Problem description. Exclude any images and output the remaining records exactly.
* START Source data *
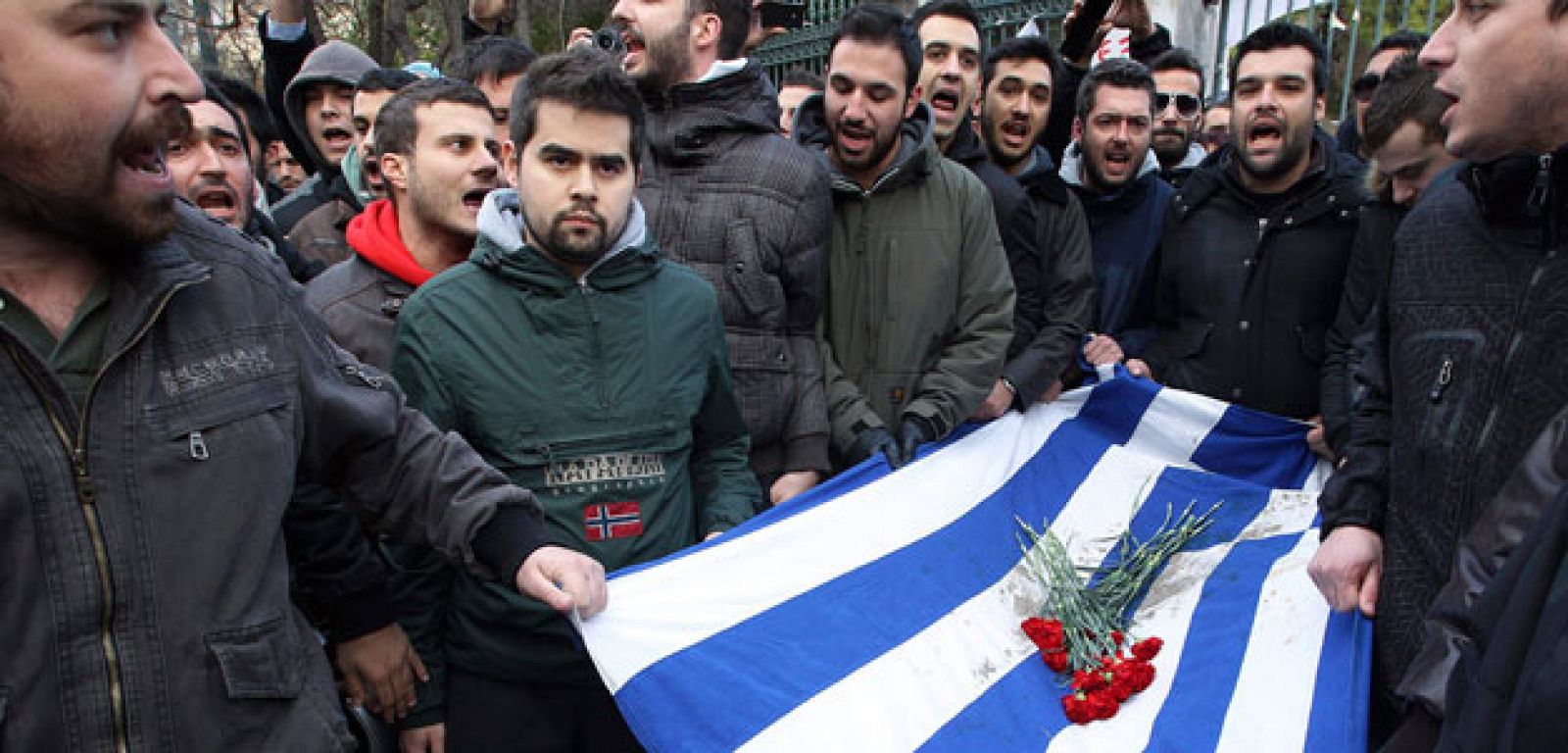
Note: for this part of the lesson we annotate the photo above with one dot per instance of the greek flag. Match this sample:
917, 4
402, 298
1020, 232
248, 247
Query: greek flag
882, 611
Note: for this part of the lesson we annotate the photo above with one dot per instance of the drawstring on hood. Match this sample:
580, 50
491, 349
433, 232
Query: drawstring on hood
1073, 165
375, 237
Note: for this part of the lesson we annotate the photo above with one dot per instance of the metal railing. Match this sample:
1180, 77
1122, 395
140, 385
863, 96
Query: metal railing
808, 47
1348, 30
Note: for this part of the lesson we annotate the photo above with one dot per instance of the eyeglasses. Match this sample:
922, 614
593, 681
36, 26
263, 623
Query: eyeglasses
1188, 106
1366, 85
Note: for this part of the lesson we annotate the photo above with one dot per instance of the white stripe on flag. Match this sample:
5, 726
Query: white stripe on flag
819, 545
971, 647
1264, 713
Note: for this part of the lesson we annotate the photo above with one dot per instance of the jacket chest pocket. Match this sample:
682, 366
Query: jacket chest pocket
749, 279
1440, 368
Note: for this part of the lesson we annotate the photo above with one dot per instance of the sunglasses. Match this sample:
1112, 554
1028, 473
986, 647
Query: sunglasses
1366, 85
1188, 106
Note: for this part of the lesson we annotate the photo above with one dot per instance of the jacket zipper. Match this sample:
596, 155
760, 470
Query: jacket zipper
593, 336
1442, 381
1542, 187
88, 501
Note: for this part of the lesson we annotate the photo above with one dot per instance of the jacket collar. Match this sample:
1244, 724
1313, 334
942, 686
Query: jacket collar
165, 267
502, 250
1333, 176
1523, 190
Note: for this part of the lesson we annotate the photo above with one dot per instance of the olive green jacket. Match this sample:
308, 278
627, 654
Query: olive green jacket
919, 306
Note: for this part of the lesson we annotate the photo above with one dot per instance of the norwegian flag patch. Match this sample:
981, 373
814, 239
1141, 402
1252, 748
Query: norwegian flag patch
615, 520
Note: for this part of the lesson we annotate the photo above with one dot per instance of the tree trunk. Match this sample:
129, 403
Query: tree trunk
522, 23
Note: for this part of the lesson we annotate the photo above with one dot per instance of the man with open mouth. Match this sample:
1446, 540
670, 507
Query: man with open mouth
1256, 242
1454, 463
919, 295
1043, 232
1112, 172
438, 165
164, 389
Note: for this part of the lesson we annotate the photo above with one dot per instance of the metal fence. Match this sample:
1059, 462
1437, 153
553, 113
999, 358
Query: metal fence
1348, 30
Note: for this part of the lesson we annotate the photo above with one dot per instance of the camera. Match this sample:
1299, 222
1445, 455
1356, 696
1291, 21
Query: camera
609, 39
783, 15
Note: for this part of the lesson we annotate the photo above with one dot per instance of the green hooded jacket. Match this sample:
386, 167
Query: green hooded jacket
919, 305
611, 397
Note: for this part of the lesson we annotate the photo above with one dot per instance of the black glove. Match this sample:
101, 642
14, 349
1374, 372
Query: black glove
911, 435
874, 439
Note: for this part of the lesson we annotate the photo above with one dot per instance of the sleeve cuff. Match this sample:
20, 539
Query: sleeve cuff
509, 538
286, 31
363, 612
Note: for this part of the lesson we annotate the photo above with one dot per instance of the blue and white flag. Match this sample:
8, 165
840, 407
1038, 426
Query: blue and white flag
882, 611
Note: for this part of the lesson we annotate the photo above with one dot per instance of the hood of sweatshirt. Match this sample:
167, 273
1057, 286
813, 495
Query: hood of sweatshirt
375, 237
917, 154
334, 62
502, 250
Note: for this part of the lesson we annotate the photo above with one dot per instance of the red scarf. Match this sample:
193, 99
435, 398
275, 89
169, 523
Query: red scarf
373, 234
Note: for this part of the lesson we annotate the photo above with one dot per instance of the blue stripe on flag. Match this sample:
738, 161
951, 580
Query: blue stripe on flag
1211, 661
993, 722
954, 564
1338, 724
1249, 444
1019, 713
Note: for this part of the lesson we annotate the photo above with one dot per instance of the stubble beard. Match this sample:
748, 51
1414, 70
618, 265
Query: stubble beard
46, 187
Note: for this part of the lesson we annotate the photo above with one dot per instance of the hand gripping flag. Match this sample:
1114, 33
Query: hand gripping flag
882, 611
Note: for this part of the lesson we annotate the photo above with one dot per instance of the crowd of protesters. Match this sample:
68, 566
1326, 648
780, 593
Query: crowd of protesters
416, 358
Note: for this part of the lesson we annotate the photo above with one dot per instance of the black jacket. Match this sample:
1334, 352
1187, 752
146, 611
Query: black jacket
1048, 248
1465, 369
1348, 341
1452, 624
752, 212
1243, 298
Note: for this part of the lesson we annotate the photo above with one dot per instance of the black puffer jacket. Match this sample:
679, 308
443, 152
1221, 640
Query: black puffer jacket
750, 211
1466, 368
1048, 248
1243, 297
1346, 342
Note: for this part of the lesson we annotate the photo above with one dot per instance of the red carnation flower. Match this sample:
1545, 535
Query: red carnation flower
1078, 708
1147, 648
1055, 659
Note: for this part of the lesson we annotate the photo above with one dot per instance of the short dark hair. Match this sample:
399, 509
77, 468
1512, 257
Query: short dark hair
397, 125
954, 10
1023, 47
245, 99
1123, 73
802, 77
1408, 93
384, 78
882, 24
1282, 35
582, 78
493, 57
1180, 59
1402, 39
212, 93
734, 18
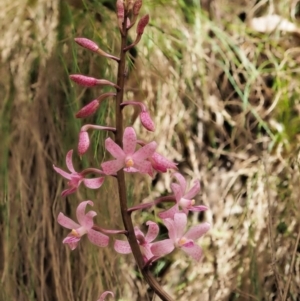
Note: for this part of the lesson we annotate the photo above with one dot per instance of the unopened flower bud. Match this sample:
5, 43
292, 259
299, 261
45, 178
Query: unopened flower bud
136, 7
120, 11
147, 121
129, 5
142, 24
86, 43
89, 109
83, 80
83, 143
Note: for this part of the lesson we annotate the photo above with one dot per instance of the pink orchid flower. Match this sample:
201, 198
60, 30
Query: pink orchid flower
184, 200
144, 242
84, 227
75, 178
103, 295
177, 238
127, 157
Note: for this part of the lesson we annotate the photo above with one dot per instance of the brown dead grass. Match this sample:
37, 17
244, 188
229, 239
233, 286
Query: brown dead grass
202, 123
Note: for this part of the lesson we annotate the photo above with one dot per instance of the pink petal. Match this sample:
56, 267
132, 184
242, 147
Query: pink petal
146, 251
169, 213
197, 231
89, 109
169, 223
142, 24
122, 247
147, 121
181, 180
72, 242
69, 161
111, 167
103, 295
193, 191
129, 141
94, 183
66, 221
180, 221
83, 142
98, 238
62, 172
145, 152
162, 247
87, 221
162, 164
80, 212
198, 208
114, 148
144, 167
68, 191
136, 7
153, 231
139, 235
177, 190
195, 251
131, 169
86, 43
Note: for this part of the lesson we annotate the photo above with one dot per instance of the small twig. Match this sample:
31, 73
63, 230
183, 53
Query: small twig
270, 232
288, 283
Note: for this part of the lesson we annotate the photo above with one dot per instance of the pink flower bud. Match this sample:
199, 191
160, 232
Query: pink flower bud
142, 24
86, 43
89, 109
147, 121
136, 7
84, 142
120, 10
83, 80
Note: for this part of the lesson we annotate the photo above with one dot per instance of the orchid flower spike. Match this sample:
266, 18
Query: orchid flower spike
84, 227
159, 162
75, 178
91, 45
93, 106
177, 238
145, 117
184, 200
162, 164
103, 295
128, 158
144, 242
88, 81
* END Source data *
Solution for this exercise.
Note: for this part of the lesson we annotate the photo above with one dot per instance of the greek flag. Match this sample:
917, 4
402, 298
1020, 232
248, 247
Query: greek flag
882, 611
Note: for this part of the lesson we annotate the photo above with one dot per instance of the drawstring on hood. Match this sample:
580, 50
491, 349
433, 232
Query: drawstring on hood
1073, 165
375, 237
Note: for this part of the lesson we annotate the photo above with one dot per instance of the metal railing. Match this sample:
1180, 77
1122, 395
140, 385
863, 96
Query: metal railing
808, 47
1348, 30
Note: for this part of the lesson we annotate the photo above with one dot per instance of the eyeglasses. Match this sample:
922, 614
593, 681
36, 26
263, 623
Query: eyeglasses
1188, 106
1366, 85
Note: for this part of the lesson we annotate the photo above with one dot per instance of the white stripe on flag. Match this sample:
5, 726
Query: white stripe on flag
819, 545
971, 647
1264, 713
Note: for this part of the lesson we annotate the photo above with one dot per instance of the jacket chest pocket. Match this sample:
682, 366
Query: jacket chest pocket
749, 279
1440, 368
Note: for this part of the lesson we annotate the photo above with one dot per instance of the sunglasses. Match this sample:
1112, 554
1028, 473
986, 647
Query: sunglasses
1366, 85
1188, 106
Note: for this part of the lesson we annotate the photo above with one dot per instance of the jacket zipper. Match this sample:
596, 155
760, 470
Query: jacket zipper
593, 336
1442, 381
1542, 187
88, 501
Note: for this part of the lesson we annotate the photo above with one dot per instance of the jacket collar. Match this sample:
1244, 724
1313, 334
942, 686
Query: jacket collar
165, 267
502, 250
1333, 176
1523, 190
Note: for this part of the lesson we annotate the photo above with one dot per instance of the olive green jacket. Match this sample:
308, 278
627, 654
Query: olive green jacket
919, 306
Note: for this part of the lesson we annotate the photo above with one dot per instance of the norwegian flag patch. Match this sample:
981, 373
814, 239
1141, 402
1252, 748
Query: norwegian flag patch
615, 520
Note: for this part of the lesson we annotate the photo above with one dot per instance of the tree trunk. Match this sample:
129, 403
Query: tree trunk
522, 23
Note: for this part of the lesson we annotate the photo above with one dot per instance of the man with open mouth. Match this sample:
1446, 540
670, 507
Query: man with open mouth
1256, 242
1454, 463
919, 295
1043, 232
1112, 172
438, 165
164, 389
Note: for this part of the lesson we annotate the photo above with one dot per instance of the metal fence. Match this sample:
1059, 462
1437, 153
553, 113
999, 358
Query: metal fence
1348, 30
Note: for this part of the lesson we annotate the photo above with one dot per instance of the camera. Match this sample:
1299, 222
1445, 455
1356, 696
1291, 21
Query: camera
609, 39
783, 15
Note: for this part of the lesson we annotate the photo above with one dot per instance of the green hooded jacket. Match this sample:
386, 167
Query: green hooded jacket
919, 305
611, 397
Note: for this part of the lesson we annotate the photo above with one dot per instance of the black glove. Match this sample:
101, 642
14, 349
1374, 372
Query: black glove
911, 435
874, 439
Note: for this part of the lesson we annotate the photo above with one dot per instance of the sleeve cuff. Match this sample:
20, 539
Query: sleeve cuff
509, 538
286, 31
363, 612
Note: for this part of the lesson we annotate the photo above with one dot per instance of the blue and white flag. Match this sample:
8, 165
840, 407
1038, 426
Query: blue and white flag
882, 611
Note: for this part of the lesson we annotate the photo above with one dot per instance of the hood of sweatshirt. Match this sample:
167, 273
1057, 286
813, 495
Query: hood of sweatshirt
375, 237
917, 154
334, 62
502, 250
Note: for this part of the lesson we annotate the photo above with one dot per instance of the red scarf. Match this sample:
193, 99
435, 398
275, 89
169, 523
Query: red scarf
373, 234
Note: for this part of the lesson we annotate the photo above with one dot per instance of the blue stripe on flag. Match this sample:
738, 161
951, 580
Query: blue stripe on flag
1211, 661
993, 722
954, 564
1338, 724
1249, 444
1019, 713
Note: for this part of the lesson we annotate the photo above with one dot per instance of the stubble beard. Match this sample:
748, 51
1414, 70
618, 265
Query: stubble beard
46, 187
Note: for this part of the lesson we annotate the photo above with one dot per instance of the hand gripping flag. Match this sample:
1114, 33
Query: hand gripping flag
882, 611
Note: for this part of the lesson we annotate the photo above with one dot per instance of the crowd of protesters. Match this sample:
68, 566
1326, 648
780, 593
Query: crowd of protesters
416, 358
Note: for this part of the lesson we annotate the photo above with one dot per instance of the black jacket. Match this sample:
1334, 352
1187, 752
146, 611
Query: black jacket
1048, 248
1465, 369
1348, 341
1452, 624
752, 212
1243, 298
Note: for this part of the lesson we annotate the photo above with one dot per instance of the black puffer jacket. Match this sample:
679, 308
443, 152
1221, 640
Query: black puffer jacket
750, 211
1466, 368
1048, 248
1243, 297
1346, 342
Note: for this part of the lesson we annotate the photo above with one dot per instance of the red carnation flower. Match this sample:
1545, 535
Query: red carnation flower
1078, 708
1147, 648
1055, 659
Note: for this part of the lesson we annotate the photo above with one dot per instance of the short dark hair. Match this sample:
399, 509
77, 468
1512, 257
Query: short dark hair
397, 125
954, 10
1023, 47
245, 99
1123, 73
802, 77
1408, 93
384, 78
882, 24
1282, 35
582, 78
493, 57
1180, 59
1402, 39
212, 93
734, 18
Note: for this part of the lesson we annotate the photo above with one dot per instance of the unopened flower bud. Match this sample:
5, 43
292, 259
299, 261
45, 178
Query: unopened flower bud
136, 7
120, 11
147, 121
129, 5
142, 24
86, 43
89, 109
83, 80
83, 143
Note: for this part of the lesson we annotate the photo above with one dot per instance of the pink orchid flower. Match this sample:
201, 198
60, 30
Query: pink orchid flower
184, 200
144, 242
84, 227
75, 178
103, 295
177, 238
127, 157
Note: for this part of the lesson we annotate the photo above with one dot per instance of the brown dead grass. Match this sample:
37, 17
244, 188
229, 239
233, 286
Query: brown dead grass
202, 123
Note: for this part of the lesson we annotate the photo above with one dot per instance of the pink petal. Match this sample:
56, 267
132, 184
242, 147
Query: pink petal
146, 251
169, 213
197, 231
89, 109
169, 223
142, 24
122, 247
147, 121
181, 180
72, 242
69, 161
111, 167
103, 295
193, 191
129, 141
94, 183
66, 221
180, 221
83, 142
98, 238
62, 172
145, 152
162, 247
87, 221
162, 164
80, 212
198, 208
114, 148
144, 167
68, 191
136, 7
153, 231
139, 235
177, 190
195, 251
131, 169
86, 43
Note: for this part of the lesson we annotate the photo above with one dot per instance of the small twig. Match this sample:
31, 73
63, 230
183, 53
Query: small twig
270, 232
288, 283
Note: for this part of the lesson we annotate the photo above with one dot per instance of the pink flower bud. Match this sample:
199, 191
160, 232
Query: pink flower bud
142, 24
86, 43
89, 109
147, 121
136, 7
84, 142
120, 10
83, 80
Note: for this part of the lesson we annotate the photo above with one dot per instance of the orchid flower spike. Match this sample:
266, 18
Query: orchid flower spike
84, 227
159, 162
75, 178
91, 45
93, 106
177, 238
145, 117
184, 200
162, 164
103, 295
128, 158
144, 242
88, 81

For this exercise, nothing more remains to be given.